DATA TO PROCESS ▸
## begin
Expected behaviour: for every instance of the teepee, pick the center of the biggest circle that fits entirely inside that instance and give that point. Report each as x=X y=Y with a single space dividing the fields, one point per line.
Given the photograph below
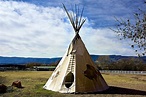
x=76 y=72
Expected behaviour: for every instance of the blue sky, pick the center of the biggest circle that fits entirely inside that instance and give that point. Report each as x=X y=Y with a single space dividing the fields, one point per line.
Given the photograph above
x=40 y=28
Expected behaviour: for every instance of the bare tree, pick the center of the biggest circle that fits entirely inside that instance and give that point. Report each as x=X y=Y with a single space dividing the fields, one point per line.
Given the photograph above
x=134 y=31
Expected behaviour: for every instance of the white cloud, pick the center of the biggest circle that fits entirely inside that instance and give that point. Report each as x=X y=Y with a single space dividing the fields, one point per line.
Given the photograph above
x=35 y=31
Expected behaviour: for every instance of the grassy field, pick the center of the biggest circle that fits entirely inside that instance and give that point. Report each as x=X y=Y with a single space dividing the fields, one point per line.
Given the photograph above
x=121 y=85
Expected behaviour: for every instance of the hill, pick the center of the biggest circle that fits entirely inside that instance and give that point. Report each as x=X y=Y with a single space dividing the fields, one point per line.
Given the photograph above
x=23 y=60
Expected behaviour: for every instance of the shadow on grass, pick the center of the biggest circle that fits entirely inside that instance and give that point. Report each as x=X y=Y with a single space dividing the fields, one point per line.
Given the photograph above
x=120 y=90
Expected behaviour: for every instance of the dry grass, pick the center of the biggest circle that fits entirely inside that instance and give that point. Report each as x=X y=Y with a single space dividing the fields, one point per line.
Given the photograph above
x=121 y=85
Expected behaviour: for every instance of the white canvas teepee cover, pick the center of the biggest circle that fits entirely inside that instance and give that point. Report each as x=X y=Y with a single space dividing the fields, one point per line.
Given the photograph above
x=76 y=72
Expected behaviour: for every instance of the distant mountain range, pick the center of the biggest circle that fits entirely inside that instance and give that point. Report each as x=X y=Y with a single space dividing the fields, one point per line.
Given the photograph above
x=23 y=60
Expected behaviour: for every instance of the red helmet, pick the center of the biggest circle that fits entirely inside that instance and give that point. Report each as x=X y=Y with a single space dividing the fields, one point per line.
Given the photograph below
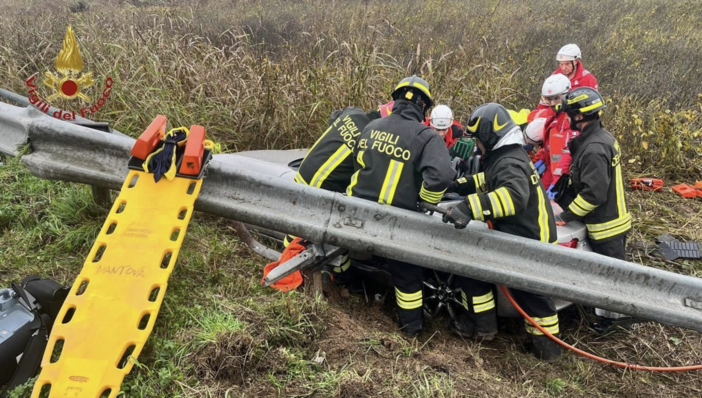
x=386 y=109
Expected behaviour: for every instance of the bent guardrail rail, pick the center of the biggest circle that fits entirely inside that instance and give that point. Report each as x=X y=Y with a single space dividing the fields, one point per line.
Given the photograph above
x=72 y=153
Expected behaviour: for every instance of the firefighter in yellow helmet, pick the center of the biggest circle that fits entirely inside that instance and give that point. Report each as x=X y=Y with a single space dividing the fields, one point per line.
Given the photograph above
x=400 y=162
x=597 y=187
x=329 y=165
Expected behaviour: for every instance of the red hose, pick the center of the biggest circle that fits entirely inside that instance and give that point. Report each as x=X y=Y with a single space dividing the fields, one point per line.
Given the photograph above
x=592 y=356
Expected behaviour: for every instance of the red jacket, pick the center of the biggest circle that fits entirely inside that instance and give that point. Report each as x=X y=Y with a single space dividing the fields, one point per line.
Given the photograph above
x=554 y=152
x=582 y=78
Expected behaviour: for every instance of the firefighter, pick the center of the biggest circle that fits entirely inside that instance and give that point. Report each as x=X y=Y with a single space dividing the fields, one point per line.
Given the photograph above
x=571 y=65
x=508 y=194
x=448 y=128
x=598 y=184
x=399 y=162
x=329 y=165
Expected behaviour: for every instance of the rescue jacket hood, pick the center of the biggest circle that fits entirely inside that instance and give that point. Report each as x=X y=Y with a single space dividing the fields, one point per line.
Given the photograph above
x=408 y=110
x=512 y=137
x=576 y=142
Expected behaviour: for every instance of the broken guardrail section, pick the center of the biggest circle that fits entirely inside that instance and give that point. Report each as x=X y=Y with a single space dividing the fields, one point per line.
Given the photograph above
x=67 y=152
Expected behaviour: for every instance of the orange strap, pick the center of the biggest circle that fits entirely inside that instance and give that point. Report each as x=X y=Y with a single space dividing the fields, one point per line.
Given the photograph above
x=292 y=281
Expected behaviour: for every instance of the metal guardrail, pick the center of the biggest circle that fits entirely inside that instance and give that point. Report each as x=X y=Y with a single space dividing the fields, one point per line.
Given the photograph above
x=72 y=153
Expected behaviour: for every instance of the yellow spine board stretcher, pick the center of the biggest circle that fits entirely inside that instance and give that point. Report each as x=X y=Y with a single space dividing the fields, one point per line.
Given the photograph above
x=112 y=307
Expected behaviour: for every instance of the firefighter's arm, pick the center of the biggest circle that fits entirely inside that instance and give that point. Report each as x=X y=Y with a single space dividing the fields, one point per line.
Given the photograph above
x=436 y=170
x=469 y=184
x=595 y=178
x=509 y=194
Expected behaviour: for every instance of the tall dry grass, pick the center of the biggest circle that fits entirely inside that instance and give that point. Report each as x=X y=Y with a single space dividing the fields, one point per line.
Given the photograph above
x=266 y=74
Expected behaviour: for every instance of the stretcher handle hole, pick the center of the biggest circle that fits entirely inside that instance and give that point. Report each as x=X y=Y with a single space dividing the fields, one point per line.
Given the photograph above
x=133 y=181
x=144 y=322
x=154 y=294
x=82 y=287
x=98 y=254
x=183 y=212
x=175 y=233
x=124 y=360
x=56 y=351
x=121 y=207
x=45 y=391
x=111 y=228
x=69 y=315
x=166 y=259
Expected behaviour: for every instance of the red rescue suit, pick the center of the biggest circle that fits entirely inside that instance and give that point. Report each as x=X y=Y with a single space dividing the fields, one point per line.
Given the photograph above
x=581 y=78
x=554 y=151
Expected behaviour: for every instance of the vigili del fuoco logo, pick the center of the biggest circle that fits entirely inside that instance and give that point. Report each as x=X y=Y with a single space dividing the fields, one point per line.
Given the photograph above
x=69 y=83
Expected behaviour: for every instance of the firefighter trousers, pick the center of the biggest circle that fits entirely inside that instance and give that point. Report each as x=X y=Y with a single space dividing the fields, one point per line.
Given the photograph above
x=479 y=299
x=407 y=279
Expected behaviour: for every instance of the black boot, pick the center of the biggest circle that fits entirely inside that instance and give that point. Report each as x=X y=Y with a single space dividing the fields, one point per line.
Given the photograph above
x=544 y=348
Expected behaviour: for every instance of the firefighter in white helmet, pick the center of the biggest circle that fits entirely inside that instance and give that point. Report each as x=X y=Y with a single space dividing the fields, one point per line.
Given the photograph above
x=554 y=157
x=571 y=65
x=442 y=121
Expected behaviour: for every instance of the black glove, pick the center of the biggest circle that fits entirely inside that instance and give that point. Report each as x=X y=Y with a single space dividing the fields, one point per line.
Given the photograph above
x=458 y=215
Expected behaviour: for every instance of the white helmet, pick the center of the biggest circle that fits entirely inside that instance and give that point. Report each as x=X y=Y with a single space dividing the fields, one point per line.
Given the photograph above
x=569 y=52
x=535 y=131
x=441 y=117
x=555 y=85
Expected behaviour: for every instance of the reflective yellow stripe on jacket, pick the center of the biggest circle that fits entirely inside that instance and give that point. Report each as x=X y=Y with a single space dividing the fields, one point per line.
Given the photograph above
x=408 y=301
x=581 y=206
x=550 y=324
x=430 y=196
x=476 y=207
x=354 y=177
x=479 y=180
x=392 y=177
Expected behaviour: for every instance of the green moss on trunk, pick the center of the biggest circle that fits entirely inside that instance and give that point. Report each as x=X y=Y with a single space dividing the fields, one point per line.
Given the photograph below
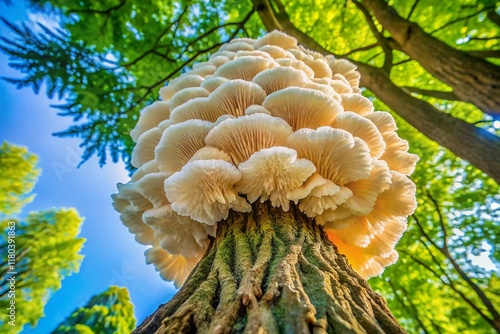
x=270 y=271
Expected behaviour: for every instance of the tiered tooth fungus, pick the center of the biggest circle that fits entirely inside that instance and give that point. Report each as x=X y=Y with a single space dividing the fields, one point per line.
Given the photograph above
x=267 y=120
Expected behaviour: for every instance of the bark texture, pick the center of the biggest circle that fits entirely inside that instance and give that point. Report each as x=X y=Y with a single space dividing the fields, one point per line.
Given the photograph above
x=479 y=147
x=473 y=79
x=270 y=271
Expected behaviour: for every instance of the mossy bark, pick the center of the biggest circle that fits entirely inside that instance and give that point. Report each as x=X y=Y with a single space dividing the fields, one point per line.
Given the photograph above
x=270 y=271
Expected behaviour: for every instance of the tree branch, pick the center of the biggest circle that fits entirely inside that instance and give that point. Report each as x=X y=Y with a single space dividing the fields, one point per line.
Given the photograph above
x=461 y=19
x=412 y=9
x=411 y=309
x=494 y=17
x=97 y=11
x=452 y=286
x=484 y=53
x=432 y=93
x=481 y=148
x=382 y=41
x=363 y=48
x=150 y=88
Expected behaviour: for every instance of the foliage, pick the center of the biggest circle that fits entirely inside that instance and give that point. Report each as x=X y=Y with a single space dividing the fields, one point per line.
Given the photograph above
x=110 y=312
x=46 y=245
x=18 y=175
x=457 y=203
x=108 y=59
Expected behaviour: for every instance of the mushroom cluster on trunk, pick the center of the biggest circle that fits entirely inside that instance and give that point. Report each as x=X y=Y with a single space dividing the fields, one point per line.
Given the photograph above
x=266 y=120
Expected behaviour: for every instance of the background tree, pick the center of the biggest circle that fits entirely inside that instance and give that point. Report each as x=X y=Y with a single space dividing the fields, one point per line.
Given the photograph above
x=47 y=247
x=109 y=60
x=109 y=312
x=18 y=175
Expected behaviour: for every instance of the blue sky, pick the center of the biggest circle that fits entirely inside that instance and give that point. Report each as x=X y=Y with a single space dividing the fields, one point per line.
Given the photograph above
x=112 y=257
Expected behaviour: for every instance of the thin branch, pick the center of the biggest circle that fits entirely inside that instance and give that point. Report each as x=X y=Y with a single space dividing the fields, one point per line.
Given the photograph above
x=97 y=11
x=373 y=57
x=484 y=121
x=150 y=88
x=494 y=17
x=484 y=53
x=363 y=48
x=452 y=286
x=155 y=44
x=412 y=10
x=432 y=93
x=483 y=38
x=403 y=61
x=445 y=251
x=378 y=35
x=460 y=19
x=411 y=309
x=441 y=220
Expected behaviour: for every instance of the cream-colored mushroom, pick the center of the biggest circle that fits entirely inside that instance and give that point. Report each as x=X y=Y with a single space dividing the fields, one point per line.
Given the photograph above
x=203 y=190
x=302 y=107
x=365 y=192
x=186 y=95
x=362 y=128
x=347 y=70
x=256 y=109
x=224 y=134
x=179 y=142
x=296 y=64
x=276 y=38
x=245 y=68
x=245 y=135
x=212 y=83
x=178 y=234
x=383 y=121
x=396 y=154
x=275 y=79
x=150 y=117
x=151 y=187
x=275 y=51
x=171 y=267
x=337 y=155
x=271 y=173
x=357 y=103
x=230 y=98
x=237 y=46
x=210 y=153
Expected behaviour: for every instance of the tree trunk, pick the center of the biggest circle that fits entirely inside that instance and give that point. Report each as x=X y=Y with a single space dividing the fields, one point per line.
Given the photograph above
x=473 y=79
x=270 y=271
x=479 y=147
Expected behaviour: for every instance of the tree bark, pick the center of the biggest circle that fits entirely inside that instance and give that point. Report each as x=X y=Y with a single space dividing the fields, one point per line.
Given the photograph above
x=473 y=79
x=479 y=147
x=270 y=271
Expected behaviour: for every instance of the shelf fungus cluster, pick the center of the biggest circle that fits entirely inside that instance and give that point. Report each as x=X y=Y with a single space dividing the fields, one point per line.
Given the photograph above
x=266 y=120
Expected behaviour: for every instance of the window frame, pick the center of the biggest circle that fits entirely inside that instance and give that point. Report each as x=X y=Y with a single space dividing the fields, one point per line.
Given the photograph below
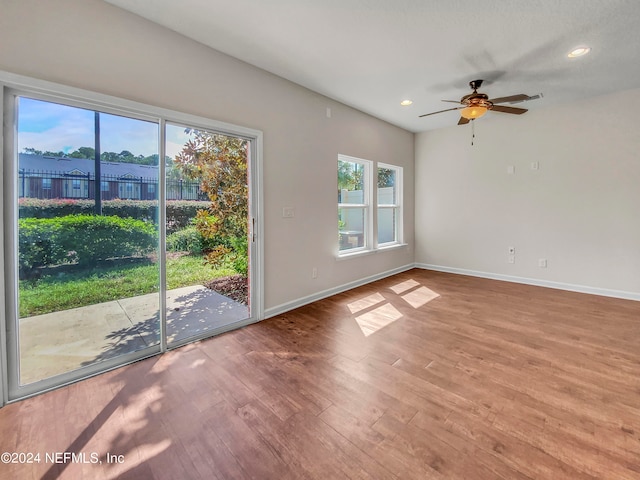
x=371 y=208
x=367 y=201
x=396 y=206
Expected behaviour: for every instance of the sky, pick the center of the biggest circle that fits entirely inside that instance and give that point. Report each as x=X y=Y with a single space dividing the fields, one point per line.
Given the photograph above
x=50 y=126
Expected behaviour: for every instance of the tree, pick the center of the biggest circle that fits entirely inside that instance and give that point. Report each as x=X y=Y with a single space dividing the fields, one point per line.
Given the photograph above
x=83 y=152
x=220 y=163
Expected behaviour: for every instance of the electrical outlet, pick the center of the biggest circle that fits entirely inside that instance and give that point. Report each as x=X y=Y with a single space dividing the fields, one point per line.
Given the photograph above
x=287 y=212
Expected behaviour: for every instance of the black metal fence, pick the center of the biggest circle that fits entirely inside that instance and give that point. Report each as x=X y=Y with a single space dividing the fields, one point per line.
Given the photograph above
x=48 y=185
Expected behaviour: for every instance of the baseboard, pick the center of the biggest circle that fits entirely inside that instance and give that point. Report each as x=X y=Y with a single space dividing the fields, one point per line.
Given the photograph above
x=534 y=281
x=285 y=307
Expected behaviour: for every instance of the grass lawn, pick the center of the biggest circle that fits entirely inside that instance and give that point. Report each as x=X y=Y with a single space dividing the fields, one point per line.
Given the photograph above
x=70 y=289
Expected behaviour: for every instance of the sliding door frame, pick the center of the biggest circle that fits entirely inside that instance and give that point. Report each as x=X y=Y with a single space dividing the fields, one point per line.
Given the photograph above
x=11 y=84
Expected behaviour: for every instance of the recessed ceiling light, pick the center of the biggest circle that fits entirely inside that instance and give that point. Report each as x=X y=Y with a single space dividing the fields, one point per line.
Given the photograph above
x=578 y=52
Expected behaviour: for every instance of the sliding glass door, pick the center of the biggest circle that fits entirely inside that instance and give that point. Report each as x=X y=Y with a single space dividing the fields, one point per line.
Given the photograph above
x=125 y=234
x=207 y=182
x=85 y=217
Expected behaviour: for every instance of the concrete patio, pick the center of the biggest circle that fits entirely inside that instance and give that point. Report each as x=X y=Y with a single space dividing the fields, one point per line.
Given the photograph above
x=63 y=341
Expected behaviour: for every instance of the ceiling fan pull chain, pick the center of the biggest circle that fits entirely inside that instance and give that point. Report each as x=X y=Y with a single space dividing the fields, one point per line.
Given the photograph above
x=473 y=131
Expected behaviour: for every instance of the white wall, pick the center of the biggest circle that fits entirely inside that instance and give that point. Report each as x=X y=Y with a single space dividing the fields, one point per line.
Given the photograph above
x=95 y=46
x=579 y=210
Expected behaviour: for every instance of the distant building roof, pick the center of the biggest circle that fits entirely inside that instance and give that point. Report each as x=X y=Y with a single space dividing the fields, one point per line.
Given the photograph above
x=83 y=166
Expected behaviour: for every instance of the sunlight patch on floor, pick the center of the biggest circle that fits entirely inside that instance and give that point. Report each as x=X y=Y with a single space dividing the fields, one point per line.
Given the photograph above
x=404 y=286
x=377 y=318
x=419 y=297
x=365 y=302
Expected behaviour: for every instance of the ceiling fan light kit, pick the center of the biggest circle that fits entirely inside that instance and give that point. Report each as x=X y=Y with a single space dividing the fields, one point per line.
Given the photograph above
x=473 y=112
x=475 y=105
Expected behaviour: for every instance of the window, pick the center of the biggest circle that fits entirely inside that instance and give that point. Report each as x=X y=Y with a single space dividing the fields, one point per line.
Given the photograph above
x=356 y=217
x=389 y=195
x=354 y=192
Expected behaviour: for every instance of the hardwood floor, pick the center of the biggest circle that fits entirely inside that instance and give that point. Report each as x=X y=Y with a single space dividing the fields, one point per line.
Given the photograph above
x=423 y=375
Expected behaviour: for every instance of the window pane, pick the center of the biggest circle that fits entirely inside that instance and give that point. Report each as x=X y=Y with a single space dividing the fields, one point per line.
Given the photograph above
x=386 y=186
x=87 y=285
x=386 y=225
x=351 y=222
x=350 y=182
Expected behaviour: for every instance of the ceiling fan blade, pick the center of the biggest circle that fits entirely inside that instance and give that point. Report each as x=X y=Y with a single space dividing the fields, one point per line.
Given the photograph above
x=513 y=98
x=533 y=97
x=440 y=111
x=503 y=109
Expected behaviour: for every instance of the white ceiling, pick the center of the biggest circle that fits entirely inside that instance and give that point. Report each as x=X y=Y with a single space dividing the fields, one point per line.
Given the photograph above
x=371 y=54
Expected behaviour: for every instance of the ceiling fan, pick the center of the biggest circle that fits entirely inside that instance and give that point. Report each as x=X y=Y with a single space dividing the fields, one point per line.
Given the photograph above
x=477 y=104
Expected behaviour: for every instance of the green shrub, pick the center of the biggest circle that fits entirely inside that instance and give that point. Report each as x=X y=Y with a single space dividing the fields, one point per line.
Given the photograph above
x=81 y=238
x=179 y=212
x=188 y=240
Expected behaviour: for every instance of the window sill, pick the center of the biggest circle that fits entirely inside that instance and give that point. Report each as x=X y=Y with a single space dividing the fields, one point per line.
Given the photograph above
x=362 y=253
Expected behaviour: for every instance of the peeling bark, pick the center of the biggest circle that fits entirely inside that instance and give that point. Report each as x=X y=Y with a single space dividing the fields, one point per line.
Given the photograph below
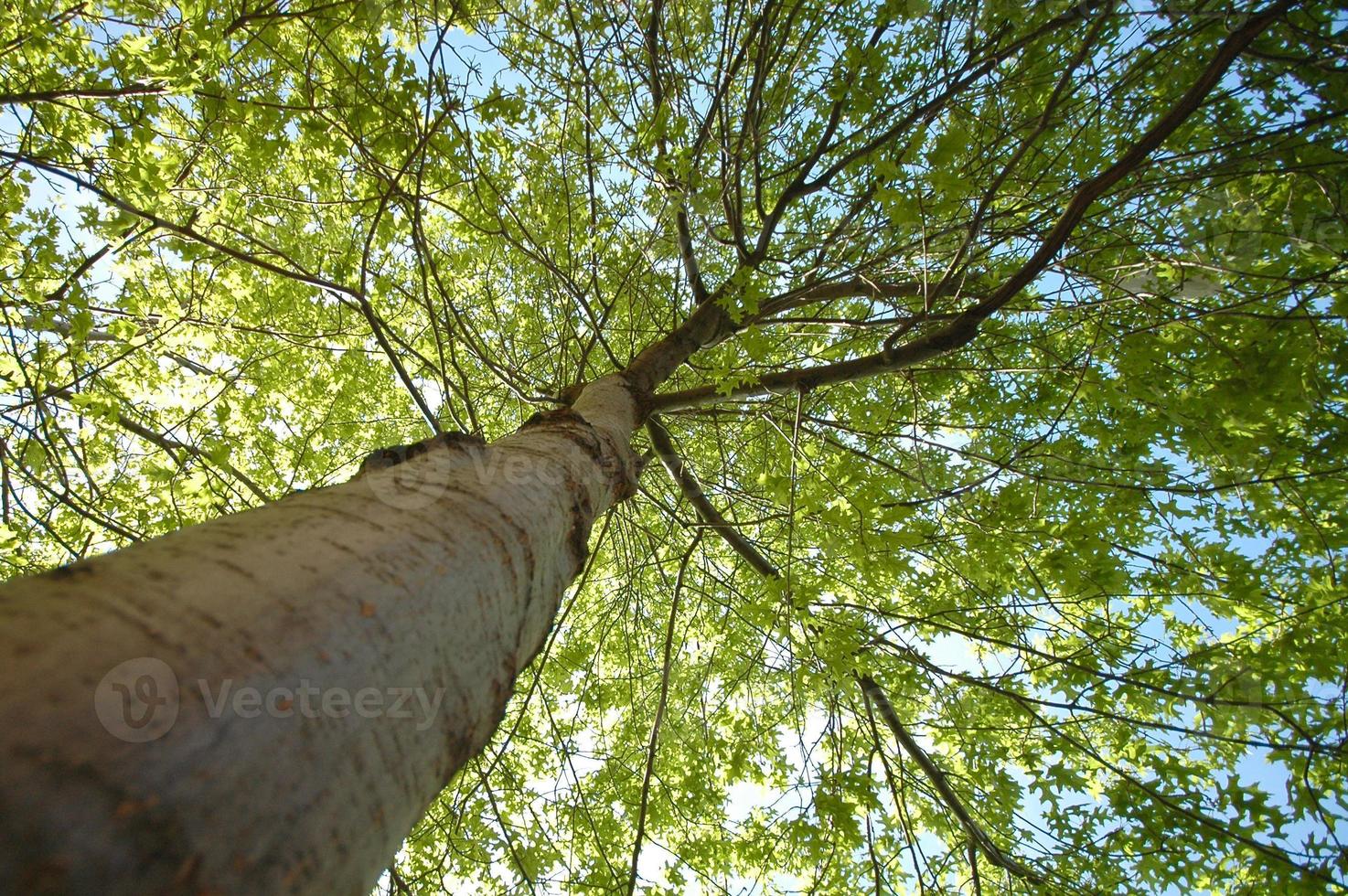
x=443 y=573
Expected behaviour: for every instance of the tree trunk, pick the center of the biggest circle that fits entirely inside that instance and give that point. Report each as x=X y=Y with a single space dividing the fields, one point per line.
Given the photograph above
x=297 y=682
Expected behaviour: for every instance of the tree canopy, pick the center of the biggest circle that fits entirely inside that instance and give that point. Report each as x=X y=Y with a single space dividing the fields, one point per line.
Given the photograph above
x=998 y=542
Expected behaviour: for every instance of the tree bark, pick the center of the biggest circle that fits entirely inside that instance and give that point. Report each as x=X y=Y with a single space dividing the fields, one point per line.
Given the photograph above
x=435 y=577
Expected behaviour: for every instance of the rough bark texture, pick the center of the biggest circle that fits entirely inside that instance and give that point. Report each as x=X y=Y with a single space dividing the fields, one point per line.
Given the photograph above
x=440 y=573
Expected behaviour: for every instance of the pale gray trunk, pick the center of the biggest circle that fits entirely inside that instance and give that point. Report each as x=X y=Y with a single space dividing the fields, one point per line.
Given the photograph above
x=440 y=576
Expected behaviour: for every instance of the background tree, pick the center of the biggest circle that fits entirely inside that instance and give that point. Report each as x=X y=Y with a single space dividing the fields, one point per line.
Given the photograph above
x=1001 y=534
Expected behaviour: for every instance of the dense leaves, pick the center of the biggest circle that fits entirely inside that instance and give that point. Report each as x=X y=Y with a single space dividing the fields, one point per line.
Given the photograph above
x=1092 y=560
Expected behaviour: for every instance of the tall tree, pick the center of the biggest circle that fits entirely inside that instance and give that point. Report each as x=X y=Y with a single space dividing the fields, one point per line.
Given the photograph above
x=994 y=358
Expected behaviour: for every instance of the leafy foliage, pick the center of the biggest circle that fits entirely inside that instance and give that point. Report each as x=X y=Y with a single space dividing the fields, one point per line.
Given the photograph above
## end
TASK STATEMENT ▸ Output the records from the line with "firefighter trousers, pick" up to and including the line with "x=392 y=177" as a Markdown table with two columns, Row and Line. Number each line in Row, put its text in Line, and leave out any blank lines.

TASK OUTPUT ▸
| Row | Line |
|---|---|
| 1 | Expected behaviour: for every instance of the firefighter trousers, pick the center of the biggest circle that fits entirely inside that instance and give that point. Report each as x=X y=Y with a single space dividing the fields, one point per line. |
| 2 | Given the photograph above |
| 3 | x=479 y=299 |
| 4 | x=407 y=279 |
| 5 | Expected behaviour: for every instance of the black boot, pick the center of the biggest circle that fits entirely inside that instance and give that point. Report each as x=X y=Y with a single space dividing the fields, one point per line. |
| 6 | Given the photograph above |
| 7 | x=544 y=348 |
| 8 | Expected behaviour: for every instance of the firefighter in white helmet, pick the center of the biggest circle that fits entirely inside that instance and give that point. Report each as x=X y=Y with a single space dividing the fields, one point per line. |
| 9 | Given the photograph above |
| 10 | x=554 y=157 |
| 11 | x=571 y=65 |
| 12 | x=442 y=121 |
| 13 | Expected behaviour: for every instance of the black glove, pick the center of the biggest circle that fits entirely inside that instance and give that point. Report each as x=X y=Y with a single space dividing the fields, one point per line. |
| 14 | Given the photograph above |
| 15 | x=458 y=215 |
| 16 | Expected behaviour: for every instance of the white helmet, pick the center of the biggest circle that fits entirely inside that instance and give that point. Report each as x=X y=Y with a single space dividing the fields, one point per line. |
| 17 | Given the photograph above |
| 18 | x=569 y=52 |
| 19 | x=535 y=131 |
| 20 | x=441 y=117 |
| 21 | x=555 y=85 |
| 22 | Expected behaviour: for every instance of the reflective yellow stripe on jacket, pick the center of the biggest circle that fits entirely inside that instance and give that point. Report each as x=X y=Y with a single space dividing the fields, one point per line. |
| 23 | Given the photograph above |
| 24 | x=408 y=301 |
| 25 | x=581 y=206 |
| 26 | x=550 y=324 |
| 27 | x=430 y=196 |
| 28 | x=476 y=207 |
| 29 | x=354 y=177 |
| 30 | x=479 y=180 |
| 31 | x=392 y=177 |